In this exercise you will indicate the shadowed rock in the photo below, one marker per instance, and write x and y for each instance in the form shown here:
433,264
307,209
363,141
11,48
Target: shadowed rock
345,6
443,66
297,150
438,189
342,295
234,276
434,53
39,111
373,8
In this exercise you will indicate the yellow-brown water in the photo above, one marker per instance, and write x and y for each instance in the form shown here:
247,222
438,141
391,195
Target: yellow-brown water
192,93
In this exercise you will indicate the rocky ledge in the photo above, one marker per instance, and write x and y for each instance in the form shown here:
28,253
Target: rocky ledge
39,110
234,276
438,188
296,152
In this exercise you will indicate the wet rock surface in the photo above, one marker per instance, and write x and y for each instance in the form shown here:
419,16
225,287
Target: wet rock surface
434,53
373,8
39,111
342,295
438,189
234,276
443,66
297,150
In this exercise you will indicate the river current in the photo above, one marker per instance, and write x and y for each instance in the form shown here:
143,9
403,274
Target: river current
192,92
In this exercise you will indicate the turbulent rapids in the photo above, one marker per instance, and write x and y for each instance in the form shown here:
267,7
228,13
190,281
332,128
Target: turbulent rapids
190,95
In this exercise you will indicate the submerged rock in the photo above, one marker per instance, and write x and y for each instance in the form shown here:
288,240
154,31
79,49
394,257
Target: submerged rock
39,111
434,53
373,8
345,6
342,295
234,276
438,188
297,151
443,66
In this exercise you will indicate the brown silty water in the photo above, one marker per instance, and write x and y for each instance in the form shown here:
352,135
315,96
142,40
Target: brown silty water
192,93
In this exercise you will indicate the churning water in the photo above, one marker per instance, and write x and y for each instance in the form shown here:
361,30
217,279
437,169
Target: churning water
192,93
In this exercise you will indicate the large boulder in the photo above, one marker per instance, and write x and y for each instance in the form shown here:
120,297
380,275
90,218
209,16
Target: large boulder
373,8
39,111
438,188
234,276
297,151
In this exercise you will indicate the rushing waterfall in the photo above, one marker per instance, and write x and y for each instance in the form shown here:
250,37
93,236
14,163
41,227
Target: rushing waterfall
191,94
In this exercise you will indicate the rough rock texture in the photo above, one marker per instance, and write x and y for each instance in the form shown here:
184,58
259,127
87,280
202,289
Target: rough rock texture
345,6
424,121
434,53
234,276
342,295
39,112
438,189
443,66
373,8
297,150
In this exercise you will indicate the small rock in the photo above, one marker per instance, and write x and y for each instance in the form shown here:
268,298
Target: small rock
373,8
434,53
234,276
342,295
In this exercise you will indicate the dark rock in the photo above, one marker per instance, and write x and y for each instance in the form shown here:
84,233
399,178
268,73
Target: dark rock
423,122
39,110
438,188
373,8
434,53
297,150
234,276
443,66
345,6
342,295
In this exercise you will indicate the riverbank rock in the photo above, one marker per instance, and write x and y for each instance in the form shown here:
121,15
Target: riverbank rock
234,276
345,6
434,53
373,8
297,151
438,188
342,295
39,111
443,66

What is needed: Retype the listing above in full, with no alterations.

Answer section:
In this exercise you will indicate the shadowed rock in the photo below, one marker per instance, and write x and y for each instance in the form shown here:
433,264
307,209
363,141
11,48
Target: shadowed rock
345,6
443,66
297,150
438,189
342,295
234,276
434,53
39,111
373,8
In this exercise you will indicate the yellow-brown water in the photo above, one marker per instance, and write x and y for each instance in the form shown here:
247,222
438,141
391,195
Target: yellow-brown water
192,93
In this exercise you will indicate the rocky ledge in the photo above, one marker per instance, and write x and y for each instance in the form shown here:
28,253
Target: rocky ledge
39,110
234,276
438,188
296,152
In this exercise you will indicate the wet rock surface in the photo above, one marker per instance, and write x and y for each instance in the form shown here:
419,16
225,287
Target: wet rock surface
434,53
373,8
39,111
342,295
438,189
234,276
443,66
297,150
In this exercise you will indicate the river current in the photo above, one marker per instance, and write x and y for each instance in the form shown here:
143,9
403,274
Target: river current
192,92
In this exercise you will indicate the turbulent rapids in the photo above, one marker per instance, and write x and y for each instance in the form shown here:
267,7
228,13
190,281
332,128
Target: turbulent rapids
190,95
In this exercise you will indicate the submerged rock in the photo above, one marker per instance, and write x and y for each instance in the form shown here:
288,240
154,31
79,49
394,257
Target: submerged rock
39,111
434,53
373,8
345,6
342,295
234,276
438,188
297,151
443,66
In this exercise you will indicate the brown silty water in the photo above, one marker per instance, and write x and y for each instance in the form shown here:
352,135
315,96
142,40
Target: brown silty water
192,93
In this exercise you will indicate the churning water in the photo above, one marker per instance, and write x and y for each instance in the form shown here:
361,30
217,279
437,169
Target: churning water
192,93
In this exercise you will indicate the large boulder in the photo above, one marker per instance, and write x and y for each instance in the form shown here:
120,297
380,275
90,218
209,16
Target: large boulder
373,8
39,111
438,188
234,276
297,151
In this exercise you will indicate the rushing waterfall in the photo above, one marker per instance, and write x and y for each instance in the form shown here:
250,37
93,236
14,163
41,227
Target: rushing waterfall
191,94
In this exercise you will indicate the rough rock texture in the photo above, one marker per instance, and write x and y for each instance in the form shown here:
184,58
259,127
87,280
202,289
Target: rough rock texture
345,6
424,121
434,53
234,276
342,295
39,112
438,189
443,66
373,8
297,150
In this exercise you will indicate the small rock in the photo above, one marker per instance, and write x and y for each instance in the form shown here:
268,298
Target: small rock
373,8
434,53
234,276
342,295
In this exercise you will indicate the dark rock in the photo above, one marker per instance, and write x and y for each instance in the form shown here:
84,233
399,178
268,73
Target: dark rock
423,122
39,110
438,188
373,8
434,53
297,150
234,276
443,66
345,6
342,295
In this exercise you will indicate the riverbank rock in the photo above, one marker per instance, and write x and y for each instance in the form shown here:
121,15
Target: riverbank rock
234,276
345,6
434,53
373,8
297,151
438,188
342,295
39,111
443,66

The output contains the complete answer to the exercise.